ESTRATTI DI DATI ::
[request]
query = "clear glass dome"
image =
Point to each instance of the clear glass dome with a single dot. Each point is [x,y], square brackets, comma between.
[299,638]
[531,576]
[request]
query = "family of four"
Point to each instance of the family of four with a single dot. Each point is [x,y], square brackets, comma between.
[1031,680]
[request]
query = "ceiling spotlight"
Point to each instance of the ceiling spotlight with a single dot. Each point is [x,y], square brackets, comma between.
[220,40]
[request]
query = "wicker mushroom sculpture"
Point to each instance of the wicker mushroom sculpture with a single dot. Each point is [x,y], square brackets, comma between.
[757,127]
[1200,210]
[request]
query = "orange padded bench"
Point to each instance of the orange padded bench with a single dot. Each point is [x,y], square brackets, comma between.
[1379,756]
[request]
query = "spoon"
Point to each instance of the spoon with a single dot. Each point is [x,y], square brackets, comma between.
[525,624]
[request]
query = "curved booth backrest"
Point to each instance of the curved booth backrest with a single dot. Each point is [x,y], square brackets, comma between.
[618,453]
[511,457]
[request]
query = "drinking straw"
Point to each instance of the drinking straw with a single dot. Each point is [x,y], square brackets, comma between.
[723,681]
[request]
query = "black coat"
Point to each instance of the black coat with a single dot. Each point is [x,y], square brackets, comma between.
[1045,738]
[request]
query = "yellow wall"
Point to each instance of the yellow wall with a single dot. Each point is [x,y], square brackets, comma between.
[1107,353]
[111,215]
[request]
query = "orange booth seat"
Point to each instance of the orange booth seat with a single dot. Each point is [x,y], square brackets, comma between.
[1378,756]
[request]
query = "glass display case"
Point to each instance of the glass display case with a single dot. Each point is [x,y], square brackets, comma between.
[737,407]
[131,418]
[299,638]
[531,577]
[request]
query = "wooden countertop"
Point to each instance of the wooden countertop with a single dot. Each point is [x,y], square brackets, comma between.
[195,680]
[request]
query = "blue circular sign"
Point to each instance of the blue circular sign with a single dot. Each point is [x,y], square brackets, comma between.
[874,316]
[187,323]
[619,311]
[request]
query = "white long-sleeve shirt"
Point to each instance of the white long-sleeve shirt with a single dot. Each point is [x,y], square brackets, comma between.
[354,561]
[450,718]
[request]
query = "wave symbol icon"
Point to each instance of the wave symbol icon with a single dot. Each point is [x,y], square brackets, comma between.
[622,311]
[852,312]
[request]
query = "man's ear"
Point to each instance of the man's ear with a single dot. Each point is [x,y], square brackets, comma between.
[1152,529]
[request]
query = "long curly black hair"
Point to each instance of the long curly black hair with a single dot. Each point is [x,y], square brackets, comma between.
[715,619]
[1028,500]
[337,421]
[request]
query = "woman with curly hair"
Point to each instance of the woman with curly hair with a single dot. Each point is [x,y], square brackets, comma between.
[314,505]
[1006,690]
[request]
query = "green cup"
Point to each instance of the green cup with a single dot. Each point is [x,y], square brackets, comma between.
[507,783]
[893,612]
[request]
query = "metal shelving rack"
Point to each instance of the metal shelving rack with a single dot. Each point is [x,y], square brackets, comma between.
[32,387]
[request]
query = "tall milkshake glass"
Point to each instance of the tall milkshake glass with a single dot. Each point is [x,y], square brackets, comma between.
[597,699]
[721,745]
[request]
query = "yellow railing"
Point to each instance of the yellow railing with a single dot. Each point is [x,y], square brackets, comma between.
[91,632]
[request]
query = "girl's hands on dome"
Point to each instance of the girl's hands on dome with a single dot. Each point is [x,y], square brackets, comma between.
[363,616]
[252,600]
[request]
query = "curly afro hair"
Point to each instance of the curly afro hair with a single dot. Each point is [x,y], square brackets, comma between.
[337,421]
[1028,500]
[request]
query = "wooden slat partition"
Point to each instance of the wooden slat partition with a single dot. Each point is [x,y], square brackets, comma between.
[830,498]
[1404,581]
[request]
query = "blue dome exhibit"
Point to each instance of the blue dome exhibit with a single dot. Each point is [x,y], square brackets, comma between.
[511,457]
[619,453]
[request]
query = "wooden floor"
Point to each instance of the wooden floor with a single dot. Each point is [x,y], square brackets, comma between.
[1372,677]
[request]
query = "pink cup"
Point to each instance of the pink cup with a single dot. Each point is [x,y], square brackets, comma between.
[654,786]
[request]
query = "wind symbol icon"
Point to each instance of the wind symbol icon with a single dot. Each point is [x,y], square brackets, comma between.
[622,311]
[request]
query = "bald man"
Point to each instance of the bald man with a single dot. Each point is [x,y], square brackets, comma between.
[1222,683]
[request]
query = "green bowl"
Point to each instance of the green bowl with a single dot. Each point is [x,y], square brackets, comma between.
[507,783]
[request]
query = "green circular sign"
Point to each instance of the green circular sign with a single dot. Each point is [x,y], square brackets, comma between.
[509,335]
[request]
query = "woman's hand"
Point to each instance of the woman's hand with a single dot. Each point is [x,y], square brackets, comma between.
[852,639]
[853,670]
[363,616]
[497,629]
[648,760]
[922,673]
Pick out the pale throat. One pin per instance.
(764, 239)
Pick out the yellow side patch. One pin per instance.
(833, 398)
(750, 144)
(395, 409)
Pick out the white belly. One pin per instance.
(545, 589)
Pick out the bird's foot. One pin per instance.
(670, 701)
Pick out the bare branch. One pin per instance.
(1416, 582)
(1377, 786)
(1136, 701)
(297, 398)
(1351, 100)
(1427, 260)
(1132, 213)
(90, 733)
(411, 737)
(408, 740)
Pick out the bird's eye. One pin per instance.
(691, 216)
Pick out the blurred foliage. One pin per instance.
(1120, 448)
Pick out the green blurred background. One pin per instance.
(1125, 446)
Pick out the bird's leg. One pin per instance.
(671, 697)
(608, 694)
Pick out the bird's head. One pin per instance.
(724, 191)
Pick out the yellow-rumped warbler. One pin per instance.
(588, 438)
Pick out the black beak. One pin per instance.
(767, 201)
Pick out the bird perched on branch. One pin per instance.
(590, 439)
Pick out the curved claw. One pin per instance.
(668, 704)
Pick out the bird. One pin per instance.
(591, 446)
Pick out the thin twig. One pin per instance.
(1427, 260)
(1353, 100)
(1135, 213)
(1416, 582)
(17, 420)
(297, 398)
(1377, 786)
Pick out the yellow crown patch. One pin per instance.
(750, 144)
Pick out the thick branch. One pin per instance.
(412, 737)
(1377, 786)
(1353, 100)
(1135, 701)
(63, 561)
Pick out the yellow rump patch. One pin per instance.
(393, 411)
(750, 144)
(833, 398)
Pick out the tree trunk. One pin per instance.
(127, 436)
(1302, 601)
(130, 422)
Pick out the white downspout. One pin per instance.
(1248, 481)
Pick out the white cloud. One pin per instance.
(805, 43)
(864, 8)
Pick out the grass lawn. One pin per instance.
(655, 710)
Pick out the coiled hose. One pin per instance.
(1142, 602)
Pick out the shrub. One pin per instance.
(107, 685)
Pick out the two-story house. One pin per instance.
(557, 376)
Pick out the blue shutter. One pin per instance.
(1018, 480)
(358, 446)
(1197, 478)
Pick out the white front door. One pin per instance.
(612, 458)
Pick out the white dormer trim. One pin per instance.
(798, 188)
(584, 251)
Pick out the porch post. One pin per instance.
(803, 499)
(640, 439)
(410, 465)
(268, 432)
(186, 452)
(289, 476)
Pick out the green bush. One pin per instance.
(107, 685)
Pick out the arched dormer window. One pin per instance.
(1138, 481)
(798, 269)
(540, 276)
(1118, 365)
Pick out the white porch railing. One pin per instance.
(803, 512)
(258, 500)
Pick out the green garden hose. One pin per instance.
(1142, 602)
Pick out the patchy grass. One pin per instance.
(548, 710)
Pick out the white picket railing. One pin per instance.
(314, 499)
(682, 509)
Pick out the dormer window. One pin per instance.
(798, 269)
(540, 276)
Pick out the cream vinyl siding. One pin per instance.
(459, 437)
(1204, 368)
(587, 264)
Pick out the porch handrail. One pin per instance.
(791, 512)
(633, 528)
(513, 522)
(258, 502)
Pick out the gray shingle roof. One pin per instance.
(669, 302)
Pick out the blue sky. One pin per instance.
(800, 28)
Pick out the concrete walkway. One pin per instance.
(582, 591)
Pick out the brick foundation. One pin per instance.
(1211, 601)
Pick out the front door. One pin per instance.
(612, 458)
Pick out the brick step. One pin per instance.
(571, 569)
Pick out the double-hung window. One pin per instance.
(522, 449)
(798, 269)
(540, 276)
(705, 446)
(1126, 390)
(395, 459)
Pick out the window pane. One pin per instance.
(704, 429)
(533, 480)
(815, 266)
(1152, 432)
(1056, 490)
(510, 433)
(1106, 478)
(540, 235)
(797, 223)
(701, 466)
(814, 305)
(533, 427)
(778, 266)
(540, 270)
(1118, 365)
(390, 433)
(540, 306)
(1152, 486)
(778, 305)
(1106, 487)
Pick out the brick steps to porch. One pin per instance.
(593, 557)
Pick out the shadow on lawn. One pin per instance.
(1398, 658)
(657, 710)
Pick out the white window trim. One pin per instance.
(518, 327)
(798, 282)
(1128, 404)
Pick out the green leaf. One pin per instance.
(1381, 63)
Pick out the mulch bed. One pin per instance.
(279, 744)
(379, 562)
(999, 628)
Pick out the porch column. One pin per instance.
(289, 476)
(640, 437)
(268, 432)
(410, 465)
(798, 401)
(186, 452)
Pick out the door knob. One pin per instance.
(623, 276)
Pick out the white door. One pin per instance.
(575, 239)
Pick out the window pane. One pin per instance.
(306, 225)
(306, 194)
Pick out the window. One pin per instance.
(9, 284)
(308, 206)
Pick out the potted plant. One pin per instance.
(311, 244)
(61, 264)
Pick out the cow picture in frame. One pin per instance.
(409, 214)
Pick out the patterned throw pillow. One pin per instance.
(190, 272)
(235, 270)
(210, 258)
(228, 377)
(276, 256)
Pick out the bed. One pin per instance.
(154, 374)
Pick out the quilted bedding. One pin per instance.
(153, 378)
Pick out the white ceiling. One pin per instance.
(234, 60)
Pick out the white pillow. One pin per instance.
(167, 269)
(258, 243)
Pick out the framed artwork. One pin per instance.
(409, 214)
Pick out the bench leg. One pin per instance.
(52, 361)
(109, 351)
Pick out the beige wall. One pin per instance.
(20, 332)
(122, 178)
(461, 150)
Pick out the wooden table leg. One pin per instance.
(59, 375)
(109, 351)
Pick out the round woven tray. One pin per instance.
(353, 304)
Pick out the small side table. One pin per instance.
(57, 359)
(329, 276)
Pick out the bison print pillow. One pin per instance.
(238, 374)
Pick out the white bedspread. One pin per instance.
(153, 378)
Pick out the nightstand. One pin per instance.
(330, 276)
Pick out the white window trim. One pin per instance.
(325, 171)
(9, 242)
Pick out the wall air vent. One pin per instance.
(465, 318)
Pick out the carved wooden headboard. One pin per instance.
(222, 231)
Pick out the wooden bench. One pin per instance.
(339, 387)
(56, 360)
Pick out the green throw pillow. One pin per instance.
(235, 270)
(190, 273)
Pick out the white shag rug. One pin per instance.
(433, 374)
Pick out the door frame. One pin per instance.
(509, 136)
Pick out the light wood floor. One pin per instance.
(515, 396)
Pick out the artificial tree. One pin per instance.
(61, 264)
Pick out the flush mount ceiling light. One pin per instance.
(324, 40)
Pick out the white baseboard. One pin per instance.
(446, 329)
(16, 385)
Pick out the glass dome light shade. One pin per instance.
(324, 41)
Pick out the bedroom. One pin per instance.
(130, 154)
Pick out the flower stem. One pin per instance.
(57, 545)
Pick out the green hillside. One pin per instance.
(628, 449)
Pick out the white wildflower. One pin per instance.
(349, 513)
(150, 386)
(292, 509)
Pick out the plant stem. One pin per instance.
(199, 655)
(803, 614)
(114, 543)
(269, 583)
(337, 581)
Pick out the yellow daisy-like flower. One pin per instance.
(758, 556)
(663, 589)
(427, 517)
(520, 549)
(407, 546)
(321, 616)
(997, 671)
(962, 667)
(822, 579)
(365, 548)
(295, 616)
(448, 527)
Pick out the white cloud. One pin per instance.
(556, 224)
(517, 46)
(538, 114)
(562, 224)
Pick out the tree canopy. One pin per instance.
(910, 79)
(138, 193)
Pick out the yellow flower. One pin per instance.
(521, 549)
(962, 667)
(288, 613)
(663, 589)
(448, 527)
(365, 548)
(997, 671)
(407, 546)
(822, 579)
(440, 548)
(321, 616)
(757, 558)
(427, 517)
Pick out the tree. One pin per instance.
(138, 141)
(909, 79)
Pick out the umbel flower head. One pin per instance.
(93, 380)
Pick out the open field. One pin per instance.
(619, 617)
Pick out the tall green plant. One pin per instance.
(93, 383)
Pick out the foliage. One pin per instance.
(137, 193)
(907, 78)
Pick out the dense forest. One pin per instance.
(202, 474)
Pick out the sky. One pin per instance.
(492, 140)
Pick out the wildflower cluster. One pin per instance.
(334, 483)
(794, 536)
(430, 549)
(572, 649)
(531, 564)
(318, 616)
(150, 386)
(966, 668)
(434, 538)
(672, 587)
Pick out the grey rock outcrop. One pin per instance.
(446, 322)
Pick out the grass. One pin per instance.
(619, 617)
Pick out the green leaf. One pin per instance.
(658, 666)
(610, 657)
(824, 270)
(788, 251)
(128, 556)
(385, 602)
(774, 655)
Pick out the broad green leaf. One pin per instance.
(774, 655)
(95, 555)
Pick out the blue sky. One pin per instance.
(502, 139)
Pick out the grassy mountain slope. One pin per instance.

CONSEGNA :: Trascrivi in forma di lista JSON di stringhe le righe dell'elenco dalla riga che contiene "Pick out the wildflower" fino alla fine dell'elenco, entrambe le estremità comprese. Usa una stringa per ogni riga e tralascia le righe vuote.

ESERCIZIO SVOLTO ::
[
  "Pick out the wildflower cluster. One pin per instance.",
  "(334, 483)",
  "(794, 536)",
  "(430, 549)",
  "(572, 649)",
  "(531, 564)",
  "(318, 616)",
  "(150, 386)",
  "(966, 668)",
  "(434, 538)",
  "(672, 587)",
  "Pick out the grey rock outcrop. One pin per instance.",
  "(446, 322)",
  "Pick out the grass. One pin per instance.",
  "(619, 617)",
  "Pick out the green leaf. One pin per instance.",
  "(658, 666)",
  "(610, 657)",
  "(824, 270)",
  "(788, 251)",
  "(128, 556)",
  "(385, 602)",
  "(774, 655)",
  "Pick out the broad green leaf. One pin per instance.",
  "(774, 655)",
  "(95, 555)",
  "Pick out the blue sky. One pin per instance.",
  "(502, 139)",
  "Pick out the grassy mountain slope. One pin per instance."
]